§ **Prompt**:
Omitting all images, output the entries that follow exactly as written.

Source information: Begin

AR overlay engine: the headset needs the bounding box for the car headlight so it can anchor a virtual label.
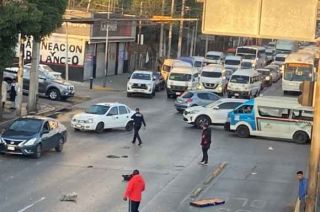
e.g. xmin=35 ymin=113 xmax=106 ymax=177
xmin=22 ymin=138 xmax=37 ymax=146
xmin=87 ymin=118 xmax=93 ymax=123
xmin=197 ymin=83 xmax=204 ymax=90
xmin=128 ymin=82 xmax=133 ymax=86
xmin=265 ymin=76 xmax=270 ymax=81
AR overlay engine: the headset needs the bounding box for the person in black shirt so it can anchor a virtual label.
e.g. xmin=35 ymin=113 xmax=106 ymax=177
xmin=131 ymin=108 xmax=146 ymax=145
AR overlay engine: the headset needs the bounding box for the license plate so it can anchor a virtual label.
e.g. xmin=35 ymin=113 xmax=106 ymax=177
xmin=176 ymin=92 xmax=181 ymax=95
xmin=7 ymin=145 xmax=15 ymax=151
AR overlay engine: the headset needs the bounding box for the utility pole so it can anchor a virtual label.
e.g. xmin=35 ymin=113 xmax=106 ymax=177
xmin=189 ymin=23 xmax=195 ymax=56
xmin=138 ymin=1 xmax=143 ymax=68
xmin=159 ymin=0 xmax=165 ymax=58
xmin=103 ymin=0 xmax=111 ymax=87
xmin=16 ymin=34 xmax=25 ymax=117
xmin=177 ymin=0 xmax=185 ymax=57
xmin=305 ymin=56 xmax=320 ymax=211
xmin=27 ymin=39 xmax=40 ymax=113
xmin=167 ymin=0 xmax=175 ymax=58
xmin=193 ymin=20 xmax=198 ymax=56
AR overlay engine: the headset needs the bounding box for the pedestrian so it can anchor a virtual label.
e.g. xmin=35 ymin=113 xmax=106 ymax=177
xmin=296 ymin=171 xmax=308 ymax=212
xmin=1 ymin=80 xmax=8 ymax=109
xmin=9 ymin=79 xmax=17 ymax=109
xmin=199 ymin=123 xmax=211 ymax=166
xmin=131 ymin=108 xmax=146 ymax=145
xmin=123 ymin=169 xmax=145 ymax=212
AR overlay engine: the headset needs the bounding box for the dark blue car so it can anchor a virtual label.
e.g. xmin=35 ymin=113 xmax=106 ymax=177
xmin=0 ymin=116 xmax=67 ymax=158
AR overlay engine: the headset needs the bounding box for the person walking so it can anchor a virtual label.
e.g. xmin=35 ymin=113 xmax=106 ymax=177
xmin=123 ymin=169 xmax=145 ymax=212
xmin=199 ymin=123 xmax=211 ymax=166
xmin=131 ymin=108 xmax=146 ymax=145
xmin=9 ymin=80 xmax=17 ymax=109
xmin=296 ymin=171 xmax=308 ymax=212
xmin=1 ymin=80 xmax=8 ymax=109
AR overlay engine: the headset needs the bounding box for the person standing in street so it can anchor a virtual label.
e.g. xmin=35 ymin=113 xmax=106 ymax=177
xmin=1 ymin=80 xmax=8 ymax=109
xmin=123 ymin=169 xmax=145 ymax=212
xmin=296 ymin=171 xmax=308 ymax=212
xmin=131 ymin=108 xmax=146 ymax=145
xmin=9 ymin=79 xmax=17 ymax=109
xmin=199 ymin=123 xmax=211 ymax=166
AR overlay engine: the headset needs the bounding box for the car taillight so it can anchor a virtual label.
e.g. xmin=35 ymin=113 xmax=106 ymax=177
xmin=186 ymin=98 xmax=192 ymax=103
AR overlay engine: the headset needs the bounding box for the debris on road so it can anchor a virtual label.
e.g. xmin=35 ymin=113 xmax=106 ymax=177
xmin=106 ymin=155 xmax=120 ymax=158
xmin=190 ymin=198 xmax=225 ymax=208
xmin=121 ymin=155 xmax=128 ymax=158
xmin=268 ymin=146 xmax=274 ymax=151
xmin=60 ymin=192 xmax=78 ymax=202
xmin=87 ymin=165 xmax=93 ymax=168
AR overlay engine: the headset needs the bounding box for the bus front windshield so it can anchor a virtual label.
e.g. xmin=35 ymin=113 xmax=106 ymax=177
xmin=284 ymin=63 xmax=313 ymax=81
xmin=236 ymin=47 xmax=257 ymax=56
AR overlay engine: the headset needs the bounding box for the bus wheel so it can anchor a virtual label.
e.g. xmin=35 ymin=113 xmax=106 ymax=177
xmin=236 ymin=125 xmax=250 ymax=138
xmin=293 ymin=131 xmax=309 ymax=144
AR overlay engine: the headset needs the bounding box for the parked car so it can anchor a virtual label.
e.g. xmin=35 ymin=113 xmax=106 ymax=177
xmin=127 ymin=70 xmax=156 ymax=98
xmin=153 ymin=72 xmax=165 ymax=91
xmin=4 ymin=64 xmax=75 ymax=101
xmin=174 ymin=90 xmax=221 ymax=112
xmin=0 ymin=116 xmax=67 ymax=158
xmin=71 ymin=103 xmax=134 ymax=133
xmin=183 ymin=98 xmax=247 ymax=128
xmin=256 ymin=68 xmax=273 ymax=87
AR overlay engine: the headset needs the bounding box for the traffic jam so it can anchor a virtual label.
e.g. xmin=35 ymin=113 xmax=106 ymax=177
xmin=0 ymin=40 xmax=315 ymax=158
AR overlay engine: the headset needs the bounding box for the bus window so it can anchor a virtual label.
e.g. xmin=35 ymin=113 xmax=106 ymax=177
xmin=258 ymin=106 xmax=289 ymax=118
xmin=235 ymin=105 xmax=253 ymax=114
xmin=292 ymin=110 xmax=313 ymax=121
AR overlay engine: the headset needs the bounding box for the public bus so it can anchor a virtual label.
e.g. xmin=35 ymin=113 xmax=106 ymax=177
xmin=236 ymin=46 xmax=266 ymax=69
xmin=226 ymin=96 xmax=313 ymax=144
xmin=282 ymin=47 xmax=317 ymax=94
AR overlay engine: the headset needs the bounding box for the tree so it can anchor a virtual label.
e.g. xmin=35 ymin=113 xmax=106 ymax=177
xmin=26 ymin=0 xmax=67 ymax=112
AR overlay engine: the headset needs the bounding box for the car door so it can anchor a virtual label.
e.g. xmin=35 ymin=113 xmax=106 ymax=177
xmin=118 ymin=106 xmax=131 ymax=127
xmin=105 ymin=106 xmax=120 ymax=128
xmin=196 ymin=92 xmax=211 ymax=105
xmin=38 ymin=71 xmax=49 ymax=95
xmin=214 ymin=102 xmax=243 ymax=123
xmin=40 ymin=121 xmax=55 ymax=150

Source information: End

§ **Completed task**:
AR overlay engine: the headset needs the bounding box for the car headlight so it can anchor a virtual label.
e.g. xmin=35 ymin=113 xmax=106 ymax=177
xmin=22 ymin=138 xmax=37 ymax=146
xmin=87 ymin=118 xmax=93 ymax=123
xmin=197 ymin=83 xmax=204 ymax=90
xmin=128 ymin=82 xmax=133 ymax=86
xmin=265 ymin=76 xmax=270 ymax=81
AR overlay engine: the headset needs the bounding box for the person in black shirt so it can anchor a virtual label.
e.g. xmin=35 ymin=113 xmax=106 ymax=177
xmin=131 ymin=108 xmax=146 ymax=145
AR overlay engine: the headset needs the bounding box for the license plate so it can anchor a virtual label.
e.g. xmin=35 ymin=113 xmax=106 ymax=177
xmin=176 ymin=92 xmax=181 ymax=95
xmin=7 ymin=145 xmax=15 ymax=151
AR overlay engine: the headset needs the bounding box for the utility pole so it can anchor a virtual label.
e.g. xmin=35 ymin=113 xmax=106 ymax=177
xmin=189 ymin=23 xmax=195 ymax=56
xmin=138 ymin=1 xmax=143 ymax=68
xmin=159 ymin=0 xmax=165 ymax=58
xmin=103 ymin=0 xmax=111 ymax=87
xmin=16 ymin=34 xmax=25 ymax=117
xmin=177 ymin=0 xmax=185 ymax=57
xmin=305 ymin=56 xmax=320 ymax=211
xmin=27 ymin=39 xmax=40 ymax=113
xmin=167 ymin=0 xmax=175 ymax=58
xmin=193 ymin=20 xmax=198 ymax=56
AR overlay engine: the headset needs the bounding box for the pedestrian so it can anchor a virtual label.
e.g. xmin=35 ymin=113 xmax=106 ymax=177
xmin=296 ymin=171 xmax=308 ymax=212
xmin=1 ymin=80 xmax=8 ymax=109
xmin=9 ymin=79 xmax=17 ymax=109
xmin=199 ymin=123 xmax=211 ymax=166
xmin=131 ymin=108 xmax=146 ymax=145
xmin=123 ymin=169 xmax=145 ymax=212
AR overlay engine: the headset needs the bounding box for the dark blue car so it can anchor a virtual label.
e.g. xmin=35 ymin=113 xmax=106 ymax=177
xmin=0 ymin=116 xmax=67 ymax=158
AR overlay engine: the headset needs the bounding box for the person walking so it can anchor a virtual label.
e.g. xmin=35 ymin=113 xmax=106 ymax=177
xmin=123 ymin=169 xmax=145 ymax=212
xmin=199 ymin=123 xmax=211 ymax=166
xmin=131 ymin=108 xmax=146 ymax=145
xmin=9 ymin=80 xmax=17 ymax=109
xmin=296 ymin=171 xmax=308 ymax=212
xmin=1 ymin=80 xmax=8 ymax=109
AR overlay engine: the headset needs the bounding box for the person standing in street so it can anchor a virtual label.
e.g. xmin=35 ymin=113 xmax=106 ymax=177
xmin=1 ymin=80 xmax=8 ymax=109
xmin=123 ymin=169 xmax=145 ymax=212
xmin=296 ymin=171 xmax=308 ymax=212
xmin=131 ymin=108 xmax=146 ymax=145
xmin=9 ymin=79 xmax=17 ymax=109
xmin=199 ymin=123 xmax=211 ymax=166
AR overlay engine: the headset needs the bounding box for the car taillight so it can anchor a virtual label.
e.g. xmin=35 ymin=113 xmax=106 ymax=177
xmin=186 ymin=98 xmax=192 ymax=103
AR overlay engine: the headset needs the bounding box for the debris on road so it can anchor a virtual label.
e.g. xmin=35 ymin=113 xmax=106 ymax=177
xmin=106 ymin=155 xmax=120 ymax=158
xmin=190 ymin=198 xmax=225 ymax=208
xmin=121 ymin=155 xmax=128 ymax=158
xmin=268 ymin=146 xmax=274 ymax=151
xmin=60 ymin=192 xmax=78 ymax=202
xmin=87 ymin=165 xmax=93 ymax=168
AR overlay engine: the headset needs the bounding box for the bus front windshield so it can anchor a virtual label.
e.g. xmin=35 ymin=113 xmax=106 ymax=177
xmin=284 ymin=63 xmax=313 ymax=81
xmin=236 ymin=47 xmax=257 ymax=56
AR overlay engine: the headset needs the bounding box for the bus wheel so it can anchor a virtual label.
e.g. xmin=35 ymin=113 xmax=106 ymax=177
xmin=236 ymin=125 xmax=250 ymax=138
xmin=293 ymin=131 xmax=309 ymax=144
AR overlay engine: the headset needs the bounding box for the parked car so it can anchor a virtual label.
e.g. xmin=35 ymin=113 xmax=106 ymax=177
xmin=127 ymin=70 xmax=156 ymax=98
xmin=153 ymin=72 xmax=165 ymax=91
xmin=4 ymin=64 xmax=75 ymax=101
xmin=174 ymin=90 xmax=221 ymax=112
xmin=0 ymin=116 xmax=67 ymax=158
xmin=71 ymin=103 xmax=134 ymax=133
xmin=183 ymin=98 xmax=247 ymax=128
xmin=256 ymin=68 xmax=273 ymax=87
AR overlay engine: the headset needs the bounding box for the traffic jam so it can anchor a virtual label.
e.g. xmin=35 ymin=113 xmax=106 ymax=177
xmin=0 ymin=40 xmax=315 ymax=158
AR overlay engine: the headset needs the bounding box for the bus window so it can anchor a virtual label.
e.g. xmin=35 ymin=113 xmax=106 ymax=177
xmin=258 ymin=106 xmax=289 ymax=118
xmin=235 ymin=105 xmax=253 ymax=114
xmin=292 ymin=110 xmax=313 ymax=121
AR overlay engine: the headset needs the bounding box for the public bus so it can anchor a virtual label.
e.g. xmin=35 ymin=113 xmax=106 ymax=177
xmin=236 ymin=46 xmax=266 ymax=69
xmin=226 ymin=96 xmax=313 ymax=144
xmin=282 ymin=47 xmax=317 ymax=94
AR overlay engine: the headset needs the bounding box for the tree so it can anchor a virtual label.
e.g. xmin=35 ymin=113 xmax=106 ymax=177
xmin=26 ymin=0 xmax=67 ymax=112
AR overlay engine: the headset needs the bounding box for the car door so it can anchor a virtual label.
e.g. xmin=35 ymin=113 xmax=106 ymax=177
xmin=118 ymin=106 xmax=131 ymax=127
xmin=105 ymin=106 xmax=120 ymax=128
xmin=196 ymin=92 xmax=211 ymax=105
xmin=38 ymin=71 xmax=49 ymax=95
xmin=214 ymin=102 xmax=243 ymax=123
xmin=40 ymin=121 xmax=55 ymax=150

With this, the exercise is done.